• _Data excerpts_:
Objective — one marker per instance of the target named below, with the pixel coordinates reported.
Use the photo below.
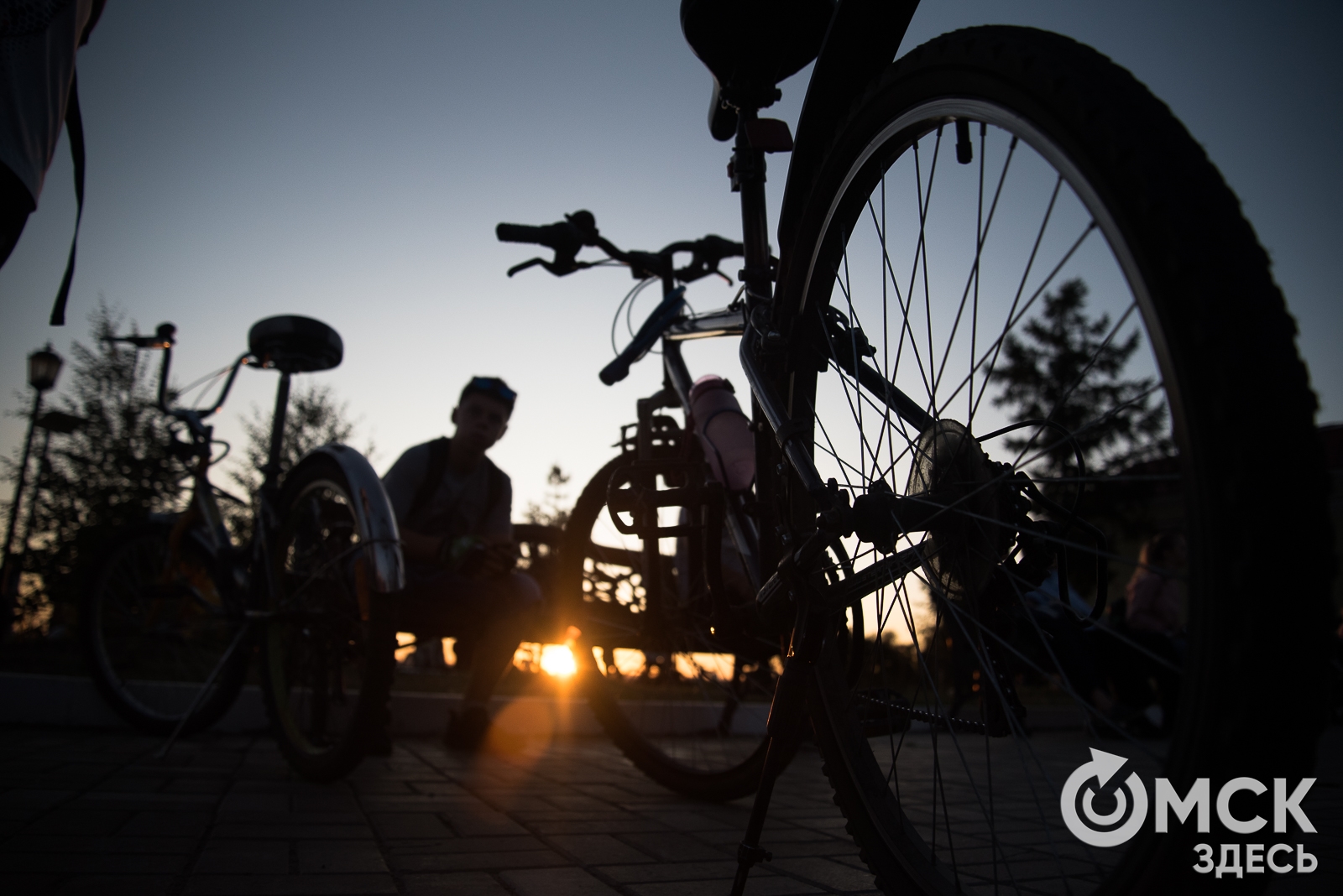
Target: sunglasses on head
(494, 388)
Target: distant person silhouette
(454, 508)
(1152, 620)
(38, 42)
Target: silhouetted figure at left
(454, 508)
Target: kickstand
(186, 716)
(750, 851)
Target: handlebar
(567, 239)
(165, 338)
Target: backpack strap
(438, 456)
(434, 472)
(494, 492)
(74, 129)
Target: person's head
(483, 412)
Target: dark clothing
(441, 602)
(460, 506)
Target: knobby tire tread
(1249, 708)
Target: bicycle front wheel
(156, 625)
(1009, 227)
(328, 654)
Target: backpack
(434, 471)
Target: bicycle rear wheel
(685, 706)
(957, 275)
(328, 654)
(156, 625)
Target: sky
(349, 160)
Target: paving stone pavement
(91, 812)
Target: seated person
(453, 508)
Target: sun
(557, 660)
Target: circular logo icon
(1115, 826)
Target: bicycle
(870, 345)
(178, 607)
(685, 675)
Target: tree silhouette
(109, 474)
(1069, 367)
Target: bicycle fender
(375, 517)
(863, 39)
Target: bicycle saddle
(752, 44)
(295, 344)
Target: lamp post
(44, 369)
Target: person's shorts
(438, 602)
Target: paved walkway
(91, 812)
(87, 812)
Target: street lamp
(44, 369)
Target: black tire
(328, 652)
(154, 625)
(644, 708)
(1222, 345)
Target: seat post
(747, 172)
(277, 434)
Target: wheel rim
(316, 645)
(978, 813)
(161, 628)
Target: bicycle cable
(635, 291)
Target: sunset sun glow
(557, 660)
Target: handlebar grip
(617, 371)
(521, 233)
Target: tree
(555, 510)
(111, 474)
(1071, 371)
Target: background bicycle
(939, 217)
(176, 608)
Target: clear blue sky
(349, 161)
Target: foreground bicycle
(933, 206)
(175, 607)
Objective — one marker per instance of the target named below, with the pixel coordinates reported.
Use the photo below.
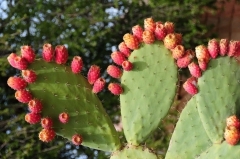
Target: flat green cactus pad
(62, 91)
(149, 90)
(133, 152)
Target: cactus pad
(62, 91)
(149, 90)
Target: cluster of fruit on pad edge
(196, 61)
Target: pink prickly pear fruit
(223, 45)
(171, 41)
(32, 118)
(20, 63)
(16, 83)
(23, 96)
(115, 88)
(149, 24)
(124, 49)
(77, 139)
(61, 54)
(29, 76)
(35, 106)
(148, 37)
(46, 123)
(48, 52)
(131, 41)
(137, 32)
(190, 86)
(11, 58)
(186, 59)
(118, 57)
(178, 52)
(114, 71)
(232, 135)
(28, 53)
(98, 86)
(64, 117)
(47, 135)
(127, 65)
(195, 70)
(93, 74)
(169, 26)
(77, 64)
(233, 121)
(160, 31)
(213, 48)
(202, 53)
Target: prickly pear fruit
(23, 96)
(115, 88)
(93, 74)
(47, 135)
(16, 83)
(77, 64)
(64, 117)
(29, 76)
(77, 139)
(28, 53)
(114, 71)
(61, 54)
(48, 52)
(98, 86)
(35, 106)
(32, 118)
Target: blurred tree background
(91, 29)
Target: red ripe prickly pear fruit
(213, 48)
(186, 59)
(28, 53)
(160, 31)
(169, 26)
(202, 53)
(127, 65)
(48, 52)
(231, 135)
(131, 41)
(16, 83)
(20, 63)
(11, 58)
(178, 52)
(190, 86)
(148, 37)
(77, 139)
(124, 49)
(118, 57)
(63, 117)
(93, 74)
(29, 76)
(77, 64)
(114, 71)
(137, 32)
(171, 41)
(149, 24)
(98, 86)
(195, 70)
(61, 54)
(233, 121)
(47, 135)
(115, 88)
(32, 118)
(35, 106)
(223, 44)
(233, 47)
(23, 96)
(47, 123)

• _What you have to do_: Please print the records above once more, word for word, omitting all pictures.

• _Output_:
Objective — one marker per instance of the target named below, with the pixel coordinates reported.
Use the photo below.
Target: sunglasses on head
(494, 388)
Target: distant person silhouette
(454, 508)
(1152, 620)
(38, 42)
Target: silhouetted figure at left
(454, 508)
Target: kickstand
(186, 716)
(750, 851)
Target: handlebar
(567, 239)
(165, 338)
Target: backpack strap
(438, 456)
(434, 472)
(494, 492)
(74, 129)
Target: person's head
(483, 412)
Target: dark clothing
(441, 602)
(460, 506)
Target: knobby tire tread
(1249, 708)
Target: bicycle front wheel
(156, 625)
(1009, 227)
(328, 654)
Target: backpack
(434, 471)
Target: bicycle rear wheel
(685, 706)
(957, 275)
(328, 654)
(156, 625)
Target: sky
(349, 160)
Target: paving stone pavement
(91, 812)
Target: seated person
(453, 508)
Target: sun
(557, 660)
Target: circular logo icon
(1115, 826)
Target: bicycle
(870, 345)
(178, 607)
(685, 675)
Target: tree silhouette
(109, 474)
(1069, 367)
Target: bicycle fender
(375, 517)
(863, 39)
Target: bicycle saddle
(752, 44)
(295, 344)
Target: lamp post
(44, 369)
Target: person's shorts
(438, 602)
Target: paved walkway
(91, 812)
(87, 812)
Target: street lamp
(44, 369)
Target: black tire
(328, 652)
(154, 625)
(644, 708)
(1222, 345)
Target: seat post
(747, 172)
(277, 434)
Target: wheel rim
(316, 645)
(978, 813)
(161, 628)
Target: bicycle cable
(635, 291)
Target: sunset sun glow
(557, 660)
Target: handlebar grip
(617, 371)
(521, 233)
Target: tree
(555, 510)
(111, 474)
(1071, 371)
Target: background bicycle
(939, 217)
(176, 608)
Target: clear blue sky
(349, 161)
Target: foreground bicycle
(933, 206)
(175, 607)
Objective — one marker per instance of the target named below, with the pixel coordinates reported.
Use the photo below.
Target: flat green cactus pad
(62, 91)
(149, 90)
(133, 152)
Target: cactus pad
(62, 91)
(149, 90)
Target: cluster of fruit on pad edge
(196, 61)
Target: pink prickly pear fruit
(223, 45)
(171, 41)
(32, 118)
(20, 63)
(16, 83)
(23, 96)
(115, 88)
(149, 24)
(124, 49)
(77, 139)
(61, 54)
(29, 76)
(35, 106)
(148, 37)
(46, 123)
(48, 52)
(131, 41)
(137, 32)
(190, 86)
(11, 58)
(186, 59)
(118, 57)
(178, 52)
(114, 71)
(232, 135)
(28, 53)
(98, 86)
(64, 117)
(47, 135)
(127, 65)
(195, 70)
(93, 74)
(169, 26)
(77, 64)
(233, 121)
(160, 31)
(213, 48)
(202, 53)
Target: prickly pear fruit
(23, 96)
(115, 88)
(93, 74)
(47, 135)
(16, 83)
(77, 64)
(64, 117)
(29, 76)
(77, 139)
(28, 53)
(114, 71)
(61, 54)
(48, 52)
(98, 86)
(35, 106)
(32, 118)
Target: blurred tree background
(91, 29)
Target: red ripe prickly pear fruit
(213, 48)
(186, 59)
(28, 53)
(160, 31)
(169, 26)
(202, 53)
(127, 65)
(48, 52)
(231, 135)
(131, 41)
(16, 83)
(20, 63)
(11, 58)
(178, 52)
(190, 86)
(148, 37)
(77, 139)
(124, 49)
(118, 57)
(63, 117)
(93, 74)
(29, 76)
(77, 64)
(114, 71)
(137, 32)
(171, 41)
(149, 24)
(98, 86)
(195, 70)
(61, 54)
(233, 121)
(47, 135)
(115, 88)
(32, 118)
(35, 106)
(223, 44)
(233, 47)
(23, 96)
(47, 123)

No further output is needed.